Please rewrite the lines between the one holding "Target: <item>wardrobe door</item>" and the one holding "POLYGON ((166 61, 168", inclusive, with "outer ring" changed to "exterior ring" and nothing else altered.

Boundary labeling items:
::::

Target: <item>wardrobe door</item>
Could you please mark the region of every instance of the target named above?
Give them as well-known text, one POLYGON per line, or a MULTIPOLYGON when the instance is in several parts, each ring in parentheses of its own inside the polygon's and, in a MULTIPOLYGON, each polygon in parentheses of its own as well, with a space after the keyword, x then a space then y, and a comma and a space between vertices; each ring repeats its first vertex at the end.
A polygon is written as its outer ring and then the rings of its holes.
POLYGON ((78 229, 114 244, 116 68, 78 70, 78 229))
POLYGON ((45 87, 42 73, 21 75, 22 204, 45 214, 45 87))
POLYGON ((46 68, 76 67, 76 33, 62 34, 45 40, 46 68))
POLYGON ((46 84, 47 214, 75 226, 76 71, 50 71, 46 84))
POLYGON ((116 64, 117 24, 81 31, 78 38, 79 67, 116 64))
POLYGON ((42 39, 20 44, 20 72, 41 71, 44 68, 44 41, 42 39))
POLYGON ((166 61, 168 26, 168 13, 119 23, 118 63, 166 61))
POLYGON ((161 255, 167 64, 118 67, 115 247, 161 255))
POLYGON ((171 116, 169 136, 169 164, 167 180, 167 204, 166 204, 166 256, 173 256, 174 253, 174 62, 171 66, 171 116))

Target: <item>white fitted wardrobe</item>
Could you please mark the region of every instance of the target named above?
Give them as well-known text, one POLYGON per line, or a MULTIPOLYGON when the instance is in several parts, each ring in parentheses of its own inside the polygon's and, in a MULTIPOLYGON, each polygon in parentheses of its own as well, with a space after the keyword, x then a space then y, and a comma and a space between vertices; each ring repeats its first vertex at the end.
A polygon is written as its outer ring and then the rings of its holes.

::::

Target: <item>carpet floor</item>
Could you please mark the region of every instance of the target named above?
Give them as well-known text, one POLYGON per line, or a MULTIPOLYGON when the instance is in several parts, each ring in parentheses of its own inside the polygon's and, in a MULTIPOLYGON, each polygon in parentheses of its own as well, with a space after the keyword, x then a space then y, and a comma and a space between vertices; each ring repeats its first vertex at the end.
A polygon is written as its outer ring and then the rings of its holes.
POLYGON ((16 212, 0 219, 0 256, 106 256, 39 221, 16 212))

::::

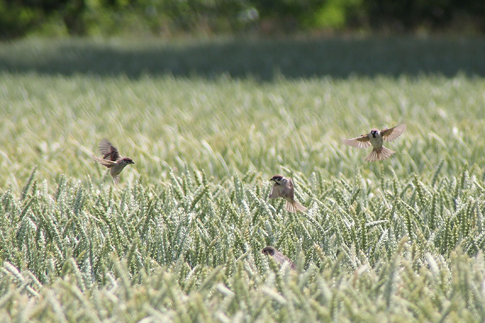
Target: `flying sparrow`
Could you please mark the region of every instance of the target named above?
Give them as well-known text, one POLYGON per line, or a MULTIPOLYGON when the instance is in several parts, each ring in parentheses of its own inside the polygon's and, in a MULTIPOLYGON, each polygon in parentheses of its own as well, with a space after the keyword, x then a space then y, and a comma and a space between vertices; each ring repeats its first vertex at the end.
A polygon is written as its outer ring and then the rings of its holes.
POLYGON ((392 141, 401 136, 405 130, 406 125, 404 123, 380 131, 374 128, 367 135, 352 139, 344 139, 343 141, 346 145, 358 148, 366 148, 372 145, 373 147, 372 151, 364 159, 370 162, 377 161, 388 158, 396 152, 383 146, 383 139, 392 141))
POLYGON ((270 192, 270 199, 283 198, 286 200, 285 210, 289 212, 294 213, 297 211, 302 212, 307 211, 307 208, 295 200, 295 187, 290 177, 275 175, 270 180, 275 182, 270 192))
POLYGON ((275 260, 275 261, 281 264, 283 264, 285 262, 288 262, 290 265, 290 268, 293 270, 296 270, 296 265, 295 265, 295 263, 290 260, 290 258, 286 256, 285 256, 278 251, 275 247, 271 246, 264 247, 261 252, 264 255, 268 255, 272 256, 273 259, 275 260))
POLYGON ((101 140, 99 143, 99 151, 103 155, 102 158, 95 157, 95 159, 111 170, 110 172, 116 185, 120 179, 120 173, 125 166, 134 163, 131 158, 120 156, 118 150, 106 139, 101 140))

::::

Completed task:
Target: <item>wardrobe door</item>
Could you please mark the region of every instance of the target named above?
Give them as well-known text, one POLYGON per line, or a MULTIPOLYGON when the instance is in several parts, each ring in parentheses of its own inside the polygon's and, in a MULTIPOLYGON, each polygon in parentheses of its own as well, with a space after the keyword, x then a space then y, and a comma and a space between vertices; each ring repeats its first vertex at the end.
A polygon is written as its exterior ring and then the rings of its holes.
POLYGON ((78 229, 114 244, 116 68, 78 70, 78 229))
POLYGON ((45 87, 42 73, 21 75, 22 204, 45 214, 45 87))
POLYGON ((46 68, 76 67, 76 33, 62 34, 45 40, 46 68))
POLYGON ((46 84, 47 214, 75 226, 76 71, 50 71, 46 84))
POLYGON ((116 64, 117 24, 81 31, 78 38, 79 67, 116 64))
POLYGON ((42 39, 20 44, 20 72, 41 71, 44 68, 44 41, 42 39))
POLYGON ((166 61, 168 26, 168 13, 119 23, 118 63, 166 61))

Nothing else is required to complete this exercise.